• [Work to complete]: Turn the part of the rows that opens with the line containing "[outline] village in" and closes with the line containing "[[[95,40],[22,56],[90,32]],[[0,75],[100,75],[100,0],[0,0]]]" into a numbered list. Include both of those lines, and leave out any blank lines.

(Recorded data)
______________________________

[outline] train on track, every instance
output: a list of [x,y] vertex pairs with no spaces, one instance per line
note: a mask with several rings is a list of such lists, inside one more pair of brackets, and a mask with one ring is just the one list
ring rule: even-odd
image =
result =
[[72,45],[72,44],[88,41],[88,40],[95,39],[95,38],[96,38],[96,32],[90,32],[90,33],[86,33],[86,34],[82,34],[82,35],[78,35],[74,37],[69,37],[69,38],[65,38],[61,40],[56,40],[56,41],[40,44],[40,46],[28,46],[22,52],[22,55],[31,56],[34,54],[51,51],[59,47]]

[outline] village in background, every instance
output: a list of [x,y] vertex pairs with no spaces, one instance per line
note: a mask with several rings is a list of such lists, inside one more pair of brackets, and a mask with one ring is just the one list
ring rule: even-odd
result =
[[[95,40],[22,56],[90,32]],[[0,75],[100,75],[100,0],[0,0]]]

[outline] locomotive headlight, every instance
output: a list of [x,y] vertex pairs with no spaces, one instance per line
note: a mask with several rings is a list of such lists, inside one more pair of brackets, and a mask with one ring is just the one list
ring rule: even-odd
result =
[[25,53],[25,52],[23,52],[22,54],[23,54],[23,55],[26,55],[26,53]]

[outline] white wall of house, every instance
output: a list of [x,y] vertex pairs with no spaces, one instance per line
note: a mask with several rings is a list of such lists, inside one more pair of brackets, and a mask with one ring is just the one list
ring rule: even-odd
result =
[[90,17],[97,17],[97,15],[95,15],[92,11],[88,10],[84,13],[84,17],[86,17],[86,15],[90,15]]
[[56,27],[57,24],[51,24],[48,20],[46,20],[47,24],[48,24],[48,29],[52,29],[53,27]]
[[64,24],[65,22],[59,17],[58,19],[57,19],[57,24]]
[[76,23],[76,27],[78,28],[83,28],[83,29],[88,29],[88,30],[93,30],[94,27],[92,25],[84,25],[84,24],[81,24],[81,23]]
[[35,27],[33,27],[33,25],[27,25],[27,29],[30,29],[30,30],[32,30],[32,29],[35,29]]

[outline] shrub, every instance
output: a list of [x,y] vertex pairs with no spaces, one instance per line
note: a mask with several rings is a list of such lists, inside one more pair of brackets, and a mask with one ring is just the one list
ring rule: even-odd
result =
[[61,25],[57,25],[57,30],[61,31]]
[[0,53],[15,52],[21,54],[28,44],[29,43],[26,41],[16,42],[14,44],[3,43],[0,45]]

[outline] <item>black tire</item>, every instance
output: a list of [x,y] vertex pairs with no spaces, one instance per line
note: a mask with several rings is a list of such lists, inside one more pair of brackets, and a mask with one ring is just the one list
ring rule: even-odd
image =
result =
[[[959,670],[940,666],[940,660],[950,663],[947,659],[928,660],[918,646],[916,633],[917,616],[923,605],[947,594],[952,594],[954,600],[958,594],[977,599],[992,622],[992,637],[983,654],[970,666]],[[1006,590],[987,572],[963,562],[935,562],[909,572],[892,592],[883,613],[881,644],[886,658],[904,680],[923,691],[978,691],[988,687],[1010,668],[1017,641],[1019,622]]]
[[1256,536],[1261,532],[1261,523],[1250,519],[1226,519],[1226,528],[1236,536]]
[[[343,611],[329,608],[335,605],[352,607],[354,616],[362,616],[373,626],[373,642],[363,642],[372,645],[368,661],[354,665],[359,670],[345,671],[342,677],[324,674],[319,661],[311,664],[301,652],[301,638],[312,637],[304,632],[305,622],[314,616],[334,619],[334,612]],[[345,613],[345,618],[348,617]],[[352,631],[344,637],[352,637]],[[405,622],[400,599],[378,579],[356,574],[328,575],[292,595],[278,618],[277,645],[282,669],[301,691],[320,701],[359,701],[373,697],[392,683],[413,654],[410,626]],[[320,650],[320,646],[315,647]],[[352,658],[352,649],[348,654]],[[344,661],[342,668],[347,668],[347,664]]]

______________________________

• [Exercise output]:
1. [outline] village in background, every instance
2. output: a list of [x,y] vertex pairs with no spaces, one instance per line
3. note: a mask with several rings is a list of such lists, inside one more pair of brackets, and a mask with one ring is just the one list
4. ring rule: even-odd
5. result =
6. [[[95,40],[22,56],[90,32]],[[0,75],[100,75],[100,0],[0,0]]]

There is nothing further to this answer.